Collected data entries
--*--

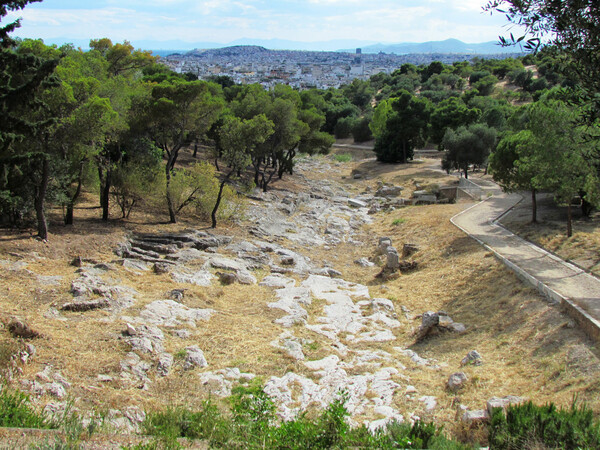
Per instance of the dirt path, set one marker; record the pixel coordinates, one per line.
(578, 290)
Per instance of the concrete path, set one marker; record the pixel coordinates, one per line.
(560, 281)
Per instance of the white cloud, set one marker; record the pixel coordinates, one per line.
(226, 20)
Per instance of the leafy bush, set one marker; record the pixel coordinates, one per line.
(251, 423)
(531, 426)
(17, 411)
(361, 131)
(196, 188)
(343, 157)
(343, 127)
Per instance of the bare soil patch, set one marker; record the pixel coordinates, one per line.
(527, 345)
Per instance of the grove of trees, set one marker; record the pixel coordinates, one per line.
(114, 121)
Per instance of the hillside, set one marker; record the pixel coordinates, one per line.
(301, 315)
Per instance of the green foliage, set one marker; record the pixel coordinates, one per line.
(251, 423)
(343, 127)
(342, 157)
(195, 189)
(451, 113)
(467, 145)
(17, 411)
(406, 125)
(531, 426)
(361, 131)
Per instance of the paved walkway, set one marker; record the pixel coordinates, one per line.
(578, 291)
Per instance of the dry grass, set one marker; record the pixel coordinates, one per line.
(524, 341)
(583, 248)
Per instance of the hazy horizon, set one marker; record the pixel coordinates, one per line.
(224, 21)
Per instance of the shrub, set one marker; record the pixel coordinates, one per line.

--*--

> _AIM_
Arrange the records as a Markdown table with the columns Row and Line. Start with the line containing "Per instance of the green", go on through the last line of the records, and omit blank lines.

> _RESULT_
| Row | Line |
|---|---|
| 1 | Per instance of the green foliage, set one marker; record the pixel coordinates, one per line. |
| 2 | (251, 423) |
| 3 | (343, 127) |
| 4 | (342, 157) |
| 5 | (195, 189) |
| 6 | (451, 113) |
| 7 | (467, 145) |
| 8 | (17, 411) |
| 9 | (406, 125) |
| 10 | (531, 426) |
| 11 | (361, 131) |
| 12 | Per instance of the paved walkway, set one marker; record the pixel coordinates, one per line. |
| 13 | (578, 291) |
| 14 | Per instance of the dry grass, set one marker; record the pixel coordinates, one per line. |
| 15 | (524, 341) |
| 16 | (583, 248) |
| 17 | Per instance of the hazy horizon, set one marker; record the pixel coordinates, one per line. |
| 18 | (224, 21) |
| 19 | Per instance of the shrub, set one marker; record the pixel coordinates, one per line. |